##### RECORDED INFORMATION #####

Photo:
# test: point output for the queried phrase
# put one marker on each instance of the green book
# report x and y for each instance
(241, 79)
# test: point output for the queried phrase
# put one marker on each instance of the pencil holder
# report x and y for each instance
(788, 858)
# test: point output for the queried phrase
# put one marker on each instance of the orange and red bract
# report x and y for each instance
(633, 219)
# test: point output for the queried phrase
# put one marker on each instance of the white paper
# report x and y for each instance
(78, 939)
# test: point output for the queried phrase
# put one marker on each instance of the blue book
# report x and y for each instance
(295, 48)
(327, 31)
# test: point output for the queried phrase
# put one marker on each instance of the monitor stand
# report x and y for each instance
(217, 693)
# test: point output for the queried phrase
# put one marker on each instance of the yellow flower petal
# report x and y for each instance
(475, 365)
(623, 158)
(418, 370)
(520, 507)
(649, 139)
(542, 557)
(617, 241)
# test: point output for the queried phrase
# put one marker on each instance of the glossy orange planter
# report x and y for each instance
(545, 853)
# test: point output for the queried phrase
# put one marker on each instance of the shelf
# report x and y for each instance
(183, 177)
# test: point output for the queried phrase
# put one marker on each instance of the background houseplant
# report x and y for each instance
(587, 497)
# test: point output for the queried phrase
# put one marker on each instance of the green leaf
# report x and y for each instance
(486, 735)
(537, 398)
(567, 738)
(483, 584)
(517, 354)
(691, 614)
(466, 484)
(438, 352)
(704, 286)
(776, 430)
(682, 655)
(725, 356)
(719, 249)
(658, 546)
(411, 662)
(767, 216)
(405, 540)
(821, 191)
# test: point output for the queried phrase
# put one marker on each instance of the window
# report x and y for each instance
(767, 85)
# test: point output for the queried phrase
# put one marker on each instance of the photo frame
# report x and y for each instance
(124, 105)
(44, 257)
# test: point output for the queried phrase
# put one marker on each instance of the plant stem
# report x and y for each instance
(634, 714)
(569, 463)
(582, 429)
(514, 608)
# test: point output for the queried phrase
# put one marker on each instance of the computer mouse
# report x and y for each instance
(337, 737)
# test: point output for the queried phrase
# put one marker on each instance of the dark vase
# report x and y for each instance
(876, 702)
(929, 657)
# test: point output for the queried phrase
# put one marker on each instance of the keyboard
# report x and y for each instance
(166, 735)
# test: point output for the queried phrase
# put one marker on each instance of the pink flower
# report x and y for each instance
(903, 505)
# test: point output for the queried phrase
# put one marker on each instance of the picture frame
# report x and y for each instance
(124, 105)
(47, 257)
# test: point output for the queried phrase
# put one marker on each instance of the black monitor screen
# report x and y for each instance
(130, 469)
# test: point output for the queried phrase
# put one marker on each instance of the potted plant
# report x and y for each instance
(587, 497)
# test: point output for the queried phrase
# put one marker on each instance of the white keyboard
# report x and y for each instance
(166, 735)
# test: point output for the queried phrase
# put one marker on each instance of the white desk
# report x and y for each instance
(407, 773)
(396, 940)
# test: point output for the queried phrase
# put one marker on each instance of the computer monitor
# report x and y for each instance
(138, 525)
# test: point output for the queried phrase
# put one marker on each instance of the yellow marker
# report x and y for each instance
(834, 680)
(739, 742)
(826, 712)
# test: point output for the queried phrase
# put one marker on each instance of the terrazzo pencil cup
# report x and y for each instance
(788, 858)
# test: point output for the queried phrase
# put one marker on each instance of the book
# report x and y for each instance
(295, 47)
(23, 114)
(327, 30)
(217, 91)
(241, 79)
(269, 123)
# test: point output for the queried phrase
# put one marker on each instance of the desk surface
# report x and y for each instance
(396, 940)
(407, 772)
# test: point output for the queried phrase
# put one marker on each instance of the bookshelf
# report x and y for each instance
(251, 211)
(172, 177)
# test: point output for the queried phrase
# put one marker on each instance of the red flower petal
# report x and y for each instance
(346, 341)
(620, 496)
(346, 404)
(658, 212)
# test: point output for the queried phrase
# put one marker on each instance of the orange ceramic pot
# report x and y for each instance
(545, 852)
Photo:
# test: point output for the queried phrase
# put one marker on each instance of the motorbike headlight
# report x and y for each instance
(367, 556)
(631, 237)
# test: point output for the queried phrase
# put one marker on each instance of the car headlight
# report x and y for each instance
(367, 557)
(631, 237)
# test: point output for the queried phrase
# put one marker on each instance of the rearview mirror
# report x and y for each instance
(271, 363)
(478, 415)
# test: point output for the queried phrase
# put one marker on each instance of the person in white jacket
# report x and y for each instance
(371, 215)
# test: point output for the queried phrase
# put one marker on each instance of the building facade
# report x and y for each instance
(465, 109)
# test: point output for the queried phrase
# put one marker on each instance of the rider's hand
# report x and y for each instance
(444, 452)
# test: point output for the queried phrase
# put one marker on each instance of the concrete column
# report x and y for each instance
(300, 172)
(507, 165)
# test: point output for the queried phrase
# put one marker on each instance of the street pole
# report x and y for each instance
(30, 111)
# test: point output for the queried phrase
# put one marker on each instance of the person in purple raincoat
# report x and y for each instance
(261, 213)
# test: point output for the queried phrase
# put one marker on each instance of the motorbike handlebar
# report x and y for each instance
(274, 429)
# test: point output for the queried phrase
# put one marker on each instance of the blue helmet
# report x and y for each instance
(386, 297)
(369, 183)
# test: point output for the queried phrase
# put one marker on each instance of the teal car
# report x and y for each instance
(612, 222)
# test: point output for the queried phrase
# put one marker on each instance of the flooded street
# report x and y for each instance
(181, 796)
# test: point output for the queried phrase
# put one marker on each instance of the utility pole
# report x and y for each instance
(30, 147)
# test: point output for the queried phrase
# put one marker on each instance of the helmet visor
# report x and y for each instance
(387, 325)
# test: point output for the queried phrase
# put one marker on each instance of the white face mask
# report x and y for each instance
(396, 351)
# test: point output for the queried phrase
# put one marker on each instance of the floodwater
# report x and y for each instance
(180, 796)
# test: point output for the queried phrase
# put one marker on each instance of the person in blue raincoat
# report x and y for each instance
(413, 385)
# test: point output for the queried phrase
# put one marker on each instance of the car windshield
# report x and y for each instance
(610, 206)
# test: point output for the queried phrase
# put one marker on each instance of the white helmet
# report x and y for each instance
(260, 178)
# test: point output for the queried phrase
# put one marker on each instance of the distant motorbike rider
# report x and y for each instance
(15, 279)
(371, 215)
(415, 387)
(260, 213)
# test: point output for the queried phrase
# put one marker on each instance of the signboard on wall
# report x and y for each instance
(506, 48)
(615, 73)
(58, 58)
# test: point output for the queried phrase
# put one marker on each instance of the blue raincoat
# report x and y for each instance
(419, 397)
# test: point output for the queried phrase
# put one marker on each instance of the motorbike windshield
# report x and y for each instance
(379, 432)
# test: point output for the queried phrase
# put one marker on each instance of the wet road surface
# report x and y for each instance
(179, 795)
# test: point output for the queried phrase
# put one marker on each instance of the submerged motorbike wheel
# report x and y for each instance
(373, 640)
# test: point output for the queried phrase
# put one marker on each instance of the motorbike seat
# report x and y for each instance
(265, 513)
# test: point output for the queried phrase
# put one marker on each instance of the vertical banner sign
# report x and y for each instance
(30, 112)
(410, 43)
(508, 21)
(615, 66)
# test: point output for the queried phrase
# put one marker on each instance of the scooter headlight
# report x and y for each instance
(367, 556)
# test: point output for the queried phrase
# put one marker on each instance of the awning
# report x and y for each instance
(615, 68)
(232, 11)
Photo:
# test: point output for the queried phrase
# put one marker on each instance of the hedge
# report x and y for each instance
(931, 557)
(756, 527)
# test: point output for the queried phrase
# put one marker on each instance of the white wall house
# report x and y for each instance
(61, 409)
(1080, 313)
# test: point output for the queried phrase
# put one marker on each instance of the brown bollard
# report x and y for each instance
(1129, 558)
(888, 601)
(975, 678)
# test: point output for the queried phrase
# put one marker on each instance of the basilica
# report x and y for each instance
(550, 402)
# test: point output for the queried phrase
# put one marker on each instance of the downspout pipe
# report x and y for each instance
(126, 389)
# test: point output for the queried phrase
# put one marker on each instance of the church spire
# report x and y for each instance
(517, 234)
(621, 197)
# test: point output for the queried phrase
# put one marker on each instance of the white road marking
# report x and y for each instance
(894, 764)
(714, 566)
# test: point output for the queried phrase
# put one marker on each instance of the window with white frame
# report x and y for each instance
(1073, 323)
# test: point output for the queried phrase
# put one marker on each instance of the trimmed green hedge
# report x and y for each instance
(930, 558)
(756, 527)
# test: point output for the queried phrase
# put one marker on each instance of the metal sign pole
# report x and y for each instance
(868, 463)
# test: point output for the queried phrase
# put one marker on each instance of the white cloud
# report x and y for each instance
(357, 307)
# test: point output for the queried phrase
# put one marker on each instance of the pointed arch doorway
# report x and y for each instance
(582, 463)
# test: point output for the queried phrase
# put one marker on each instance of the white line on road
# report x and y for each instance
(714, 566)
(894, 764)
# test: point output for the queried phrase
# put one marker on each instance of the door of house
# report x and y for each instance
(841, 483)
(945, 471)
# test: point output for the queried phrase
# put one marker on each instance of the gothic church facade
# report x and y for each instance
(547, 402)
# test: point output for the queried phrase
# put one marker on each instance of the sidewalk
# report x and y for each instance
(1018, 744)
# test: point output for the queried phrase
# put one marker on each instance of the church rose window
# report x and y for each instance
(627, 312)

#####

WHAT YOU NEED TO DO:
Read the entries above and find each line holding the word "desk". Copy it out.

ANSWER BOX:
# put one marker on each instance of the white desk
# put one marker on each instance of the desk surface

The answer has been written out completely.